§ **REQUIRED WORK**: Would you copy out each of the entries below word for word?

§ **DATASET EXTRACT**:
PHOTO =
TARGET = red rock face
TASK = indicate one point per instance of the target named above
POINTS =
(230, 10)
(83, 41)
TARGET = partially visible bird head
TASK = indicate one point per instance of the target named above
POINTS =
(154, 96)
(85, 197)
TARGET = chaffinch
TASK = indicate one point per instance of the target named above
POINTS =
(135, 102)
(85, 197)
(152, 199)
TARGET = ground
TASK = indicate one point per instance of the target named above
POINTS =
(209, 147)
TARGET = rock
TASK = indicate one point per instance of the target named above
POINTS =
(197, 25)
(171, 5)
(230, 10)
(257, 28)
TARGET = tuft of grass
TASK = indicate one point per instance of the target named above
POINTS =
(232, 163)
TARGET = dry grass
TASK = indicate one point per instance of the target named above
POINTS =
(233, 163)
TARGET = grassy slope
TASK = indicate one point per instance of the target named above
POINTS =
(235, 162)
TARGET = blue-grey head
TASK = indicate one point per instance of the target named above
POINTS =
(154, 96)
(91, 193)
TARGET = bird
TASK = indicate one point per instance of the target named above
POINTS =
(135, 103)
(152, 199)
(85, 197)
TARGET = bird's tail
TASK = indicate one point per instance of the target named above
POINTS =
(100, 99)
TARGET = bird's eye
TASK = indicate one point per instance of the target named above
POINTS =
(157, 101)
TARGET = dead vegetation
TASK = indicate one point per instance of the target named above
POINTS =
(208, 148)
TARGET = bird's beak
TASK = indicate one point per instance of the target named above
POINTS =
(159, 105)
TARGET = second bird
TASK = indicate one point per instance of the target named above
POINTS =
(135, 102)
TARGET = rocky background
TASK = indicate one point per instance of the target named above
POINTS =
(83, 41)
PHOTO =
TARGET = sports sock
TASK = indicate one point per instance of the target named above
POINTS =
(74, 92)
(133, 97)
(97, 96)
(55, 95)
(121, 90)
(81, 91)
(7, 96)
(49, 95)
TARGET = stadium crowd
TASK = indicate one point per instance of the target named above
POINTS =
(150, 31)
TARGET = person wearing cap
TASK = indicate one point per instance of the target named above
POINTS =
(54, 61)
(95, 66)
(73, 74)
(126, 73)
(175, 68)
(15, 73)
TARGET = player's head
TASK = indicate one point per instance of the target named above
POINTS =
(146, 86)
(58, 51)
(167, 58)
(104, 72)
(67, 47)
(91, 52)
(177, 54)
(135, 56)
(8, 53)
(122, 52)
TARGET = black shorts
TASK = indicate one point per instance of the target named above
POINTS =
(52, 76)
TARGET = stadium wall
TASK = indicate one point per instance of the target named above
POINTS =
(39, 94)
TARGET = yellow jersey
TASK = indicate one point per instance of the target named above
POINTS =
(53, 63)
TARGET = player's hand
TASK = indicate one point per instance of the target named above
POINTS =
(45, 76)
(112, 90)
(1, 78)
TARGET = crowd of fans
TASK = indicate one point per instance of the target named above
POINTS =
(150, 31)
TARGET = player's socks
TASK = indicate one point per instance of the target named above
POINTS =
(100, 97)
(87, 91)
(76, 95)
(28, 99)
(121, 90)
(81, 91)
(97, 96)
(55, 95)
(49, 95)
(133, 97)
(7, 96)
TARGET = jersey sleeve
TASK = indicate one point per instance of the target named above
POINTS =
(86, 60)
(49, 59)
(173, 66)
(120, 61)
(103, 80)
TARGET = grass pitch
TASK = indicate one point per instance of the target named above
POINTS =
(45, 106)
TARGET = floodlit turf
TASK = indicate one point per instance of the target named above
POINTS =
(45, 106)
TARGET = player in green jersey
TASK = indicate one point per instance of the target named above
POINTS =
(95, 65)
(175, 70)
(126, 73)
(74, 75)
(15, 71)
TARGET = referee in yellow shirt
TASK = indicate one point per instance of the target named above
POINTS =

§ **WORKED ANSWER**:
PHOTO =
TARGET = red rock face
TASK = indicate one point per instance of the target named above
POINTS =
(230, 10)
(83, 41)
TARGET = partially visible bird head
TASK = indicate one point per instance of the target named above
POINTS =
(154, 96)
(85, 197)
TARGET = chaffinch
TASK = indicate one point per instance of the target named above
POINTS =
(135, 102)
(85, 197)
(152, 199)
TARGET = ground
TASK = indicate one point per instance of the target named above
POINTS =
(209, 147)
TARGET = rock
TASK = indicate one point per instance of the target named above
POINTS =
(197, 25)
(171, 5)
(230, 10)
(257, 28)
TARGET = tuft of grass
TASK = indicate one point per instance of the target named above
POINTS =
(232, 163)
TARGET = dry grass
TASK = indicate one point per instance of the target named above
POINTS =
(233, 163)
TARGET = grassy slope
TASK = indicate one point per instance of the target named above
POINTS =
(235, 162)
TARGET = blue-grey head
TASK = indicate one point per instance of the target named above
POINTS =
(154, 96)
(91, 193)
TARGET = bird
TASK = indicate one point per instance of the target named above
POINTS =
(135, 103)
(152, 199)
(85, 197)
TARGET = bird's tail
TASK = indicate one point per instance of the target named above
POINTS =
(100, 99)
TARGET = bird's eye
TASK = indicate one point per instance of the target named above
POINTS =
(157, 101)
TARGET = dead vegetation
TASK = indicate one point per instance of the target named above
POINTS =
(208, 148)
TARGET = bird's beak
TASK = indicate one point per instance of the target named above
POINTS =
(159, 105)
TARGET = second bird
TASK = indicate one point per instance of the target named above
POINTS =
(135, 102)
TARGET = rocky background
TASK = indicate one point per instance of the target named above
POINTS =
(83, 41)
PHOTO =
TARGET = sports sock
TASK = indicate one point per instance of the target named above
POINTS =
(74, 92)
(133, 97)
(97, 96)
(55, 95)
(121, 90)
(81, 91)
(7, 96)
(49, 95)
TARGET = stadium crowd
TASK = indicate one point per instance of the target named above
POINTS =
(150, 31)
TARGET = person wearing cap
TASK = indicate one point per instance of the target named above
POINTS =
(54, 61)
(95, 66)
(73, 74)
(126, 73)
(175, 68)
(15, 73)
TARGET = player's head
TASK = indicate one point per instance of the target named above
POINTS =
(146, 86)
(58, 51)
(167, 58)
(104, 72)
(67, 47)
(91, 52)
(177, 54)
(135, 56)
(8, 53)
(122, 52)
TARGET = black shorts
TASK = indicate one point per instance of the target named above
POINTS =
(52, 76)
TARGET = stadium wall
TASK = indicate one point per instance of the target named above
POINTS =
(39, 94)
TARGET = yellow jersey
TASK = indicate one point per instance of the target named above
POINTS =
(53, 63)
TARGET = player's hand
TASK = indicate one point per instance of the target named above
POINTS =
(45, 76)
(112, 90)
(1, 78)
TARGET = crowd of fans
TASK = indicate one point per instance of the target named above
POINTS =
(150, 31)
TARGET = player's socks
TASK = indicate one point per instance of the target named above
POINTS =
(100, 97)
(87, 91)
(76, 95)
(28, 99)
(121, 90)
(81, 91)
(97, 96)
(55, 95)
(49, 95)
(133, 97)
(7, 96)
TARGET = jersey sleeve
TASK = indicate one point per instance of the target named above
POINTS =
(86, 60)
(49, 59)
(173, 66)
(120, 61)
(103, 80)
TARGET = grass pitch
TASK = indicate one point per instance of the target named above
POINTS =
(45, 106)
TARGET = floodlit turf
TASK = indicate one point per instance of the target named above
POINTS =
(45, 106)
TARGET = player in green jersey
TASK = indicate one point per instance of the target named above
POINTS =
(95, 65)
(175, 70)
(126, 73)
(74, 75)
(15, 71)
TARGET = referee in yellow shirt
TASK = indicate one point per instance of the target named above
POINTS =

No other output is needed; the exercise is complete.